[Records from a data collection]

┄┄┄┄┄┄┄┄┄┄┄┄┄┄┄┄┄┄┄┄

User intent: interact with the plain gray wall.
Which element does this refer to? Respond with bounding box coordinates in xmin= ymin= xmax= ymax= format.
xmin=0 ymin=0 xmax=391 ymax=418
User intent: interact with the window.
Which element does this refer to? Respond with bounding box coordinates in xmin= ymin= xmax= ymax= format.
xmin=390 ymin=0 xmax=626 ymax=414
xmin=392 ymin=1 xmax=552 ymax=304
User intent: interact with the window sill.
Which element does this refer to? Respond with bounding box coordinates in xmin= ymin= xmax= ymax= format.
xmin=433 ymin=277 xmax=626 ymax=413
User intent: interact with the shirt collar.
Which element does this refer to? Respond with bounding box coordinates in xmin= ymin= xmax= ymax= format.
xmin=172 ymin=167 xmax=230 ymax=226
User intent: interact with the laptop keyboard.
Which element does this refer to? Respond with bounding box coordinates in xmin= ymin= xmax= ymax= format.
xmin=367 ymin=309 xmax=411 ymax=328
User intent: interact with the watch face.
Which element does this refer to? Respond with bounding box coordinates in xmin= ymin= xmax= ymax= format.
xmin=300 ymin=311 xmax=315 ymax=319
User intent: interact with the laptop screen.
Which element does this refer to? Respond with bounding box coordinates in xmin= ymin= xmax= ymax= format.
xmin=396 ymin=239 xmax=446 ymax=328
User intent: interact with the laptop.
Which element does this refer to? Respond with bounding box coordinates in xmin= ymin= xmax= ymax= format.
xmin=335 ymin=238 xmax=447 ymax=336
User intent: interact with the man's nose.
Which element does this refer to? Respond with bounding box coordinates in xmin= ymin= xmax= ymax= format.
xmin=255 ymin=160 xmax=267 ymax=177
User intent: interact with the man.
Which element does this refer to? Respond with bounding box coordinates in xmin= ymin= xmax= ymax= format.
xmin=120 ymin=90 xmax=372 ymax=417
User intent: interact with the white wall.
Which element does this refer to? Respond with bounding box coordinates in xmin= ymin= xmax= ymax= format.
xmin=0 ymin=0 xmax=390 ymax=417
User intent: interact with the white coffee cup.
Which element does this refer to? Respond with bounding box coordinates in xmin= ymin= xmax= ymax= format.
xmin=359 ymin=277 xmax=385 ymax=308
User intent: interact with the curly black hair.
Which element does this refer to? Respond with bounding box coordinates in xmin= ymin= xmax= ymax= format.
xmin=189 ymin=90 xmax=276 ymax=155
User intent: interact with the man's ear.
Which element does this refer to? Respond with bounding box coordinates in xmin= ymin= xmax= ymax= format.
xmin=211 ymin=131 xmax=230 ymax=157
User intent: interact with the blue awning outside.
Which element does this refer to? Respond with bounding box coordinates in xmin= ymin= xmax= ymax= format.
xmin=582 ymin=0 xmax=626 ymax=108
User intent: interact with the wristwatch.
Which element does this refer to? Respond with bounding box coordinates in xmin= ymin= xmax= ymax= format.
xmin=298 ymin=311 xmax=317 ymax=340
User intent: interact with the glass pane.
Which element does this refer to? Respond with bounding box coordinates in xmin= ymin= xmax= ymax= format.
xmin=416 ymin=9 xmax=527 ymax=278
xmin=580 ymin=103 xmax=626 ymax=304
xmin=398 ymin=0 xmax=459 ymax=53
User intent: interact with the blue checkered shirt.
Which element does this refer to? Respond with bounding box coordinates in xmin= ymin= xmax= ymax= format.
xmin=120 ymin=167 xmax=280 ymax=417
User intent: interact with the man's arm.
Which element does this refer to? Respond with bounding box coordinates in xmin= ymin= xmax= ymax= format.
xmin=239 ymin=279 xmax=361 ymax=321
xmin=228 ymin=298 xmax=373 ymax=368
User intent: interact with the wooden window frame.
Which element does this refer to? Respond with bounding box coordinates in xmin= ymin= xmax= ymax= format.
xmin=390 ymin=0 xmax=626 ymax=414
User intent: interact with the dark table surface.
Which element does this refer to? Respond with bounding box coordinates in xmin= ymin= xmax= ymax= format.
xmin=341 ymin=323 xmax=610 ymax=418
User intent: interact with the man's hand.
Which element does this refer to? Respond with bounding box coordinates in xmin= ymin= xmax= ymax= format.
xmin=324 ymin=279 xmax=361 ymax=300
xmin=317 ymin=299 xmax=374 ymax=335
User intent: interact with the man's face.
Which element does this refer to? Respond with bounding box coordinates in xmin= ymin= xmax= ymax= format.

┄┄┄┄┄┄┄┄┄┄┄┄┄┄┄┄┄┄┄┄

-- Goal --
Write out the lines above word for word, from first to last.

-- Problem solution --
User intent: interact with the plain gray wall.
Which element does this refer to? Respond with bounding box coordinates in xmin= ymin= xmax= ymax= format.
xmin=0 ymin=0 xmax=391 ymax=418
User intent: interact with the window.
Which element does this refer to? Respond with bounding box coordinates in xmin= ymin= xmax= ymax= format.
xmin=390 ymin=0 xmax=626 ymax=414
xmin=392 ymin=1 xmax=552 ymax=304
User intent: interact with the window sill.
Which element does this refer to? Respond with bounding box coordinates in xmin= ymin= xmax= ymax= format.
xmin=433 ymin=277 xmax=626 ymax=413
User intent: interact with the shirt collar.
Which element does this refer to? Respond with bounding box coordinates in xmin= ymin= xmax= ymax= format.
xmin=172 ymin=167 xmax=230 ymax=226
User intent: interact with the laptop keyboard.
Which element does this refer to? Respond with bounding box coordinates in xmin= ymin= xmax= ymax= format.
xmin=367 ymin=309 xmax=411 ymax=328
User intent: interact with the watch face.
Which element does this refer to? Respond with bounding box coordinates in xmin= ymin= xmax= ymax= format.
xmin=300 ymin=311 xmax=315 ymax=319
User intent: interact with the laptop screen.
Which element does this refer to? Respond with bounding box coordinates in xmin= ymin= xmax= ymax= format.
xmin=396 ymin=239 xmax=446 ymax=328
User intent: interact with the laptop.
Which element does this refer to? Respond with bounding box coordinates in xmin= ymin= xmax= ymax= format.
xmin=335 ymin=238 xmax=447 ymax=336
User intent: interact with the man's nose.
Which element does this refer to? Respond with bounding box coordinates in xmin= ymin= xmax= ymax= format.
xmin=255 ymin=160 xmax=267 ymax=177
User intent: interact with the man.
Which element does this refer to? Respond with bounding box coordinates in xmin= ymin= xmax= ymax= format.
xmin=120 ymin=90 xmax=372 ymax=417
User intent: interact with the white wall.
Which element does this refer to? Respond with bounding box coordinates in xmin= ymin= xmax= ymax= format.
xmin=0 ymin=0 xmax=390 ymax=417
User intent: interact with the white coffee cup.
Which element does this refer to? Respond with bounding box coordinates in xmin= ymin= xmax= ymax= format.
xmin=359 ymin=277 xmax=385 ymax=308
User intent: interact with the curly black hair.
Which element does this refer to? Respond with bounding box coordinates in xmin= ymin= xmax= ymax= format.
xmin=189 ymin=90 xmax=276 ymax=155
User intent: interact with the man's ear.
Which element does this refer to? Respond with bounding box coordinates in xmin= ymin= xmax= ymax= format.
xmin=211 ymin=131 xmax=230 ymax=157
User intent: interact with the blue awning outside.
Which element does this refer to? Respond with bounding box coordinates in xmin= ymin= xmax= ymax= format.
xmin=582 ymin=0 xmax=626 ymax=108
User intent: interact with the wristwatch.
Which element does this refer to? Respond with bounding box coordinates in xmin= ymin= xmax= ymax= format.
xmin=298 ymin=311 xmax=317 ymax=340
User intent: interact with the glass pane.
Which element does this refer to? Respond with bounding box coordinates in xmin= ymin= xmax= ymax= format.
xmin=416 ymin=9 xmax=527 ymax=278
xmin=580 ymin=103 xmax=626 ymax=304
xmin=398 ymin=0 xmax=459 ymax=53
User intent: interact with the blue checkered shirt.
Which element does this refer to? Respond with bounding box coordinates in xmin= ymin= xmax= ymax= format.
xmin=120 ymin=167 xmax=280 ymax=417
User intent: interact with the man's arm.
Which element does this refer to? Respond with bounding box coordinates in xmin= ymin= xmax= ymax= format.
xmin=239 ymin=279 xmax=361 ymax=321
xmin=228 ymin=298 xmax=373 ymax=368
User intent: interact with the wooden window frame.
Which element does this refer to? Respond with bounding box coordinates in xmin= ymin= xmax= ymax= format.
xmin=390 ymin=0 xmax=626 ymax=414
User intent: interact with the dark table surface.
Which element does this refer to? Respond with bounding box coordinates in xmin= ymin= xmax= ymax= format.
xmin=341 ymin=323 xmax=610 ymax=418
User intent: interact with the man's hand.
Which element does this refer to? Respond with bounding box coordinates in xmin= ymin= xmax= ymax= format.
xmin=324 ymin=279 xmax=361 ymax=300
xmin=317 ymin=299 xmax=374 ymax=335
User intent: interact with the man's face.
Which element does this refer to? Respond with bounding box coordinates in xmin= ymin= xmax= ymax= format.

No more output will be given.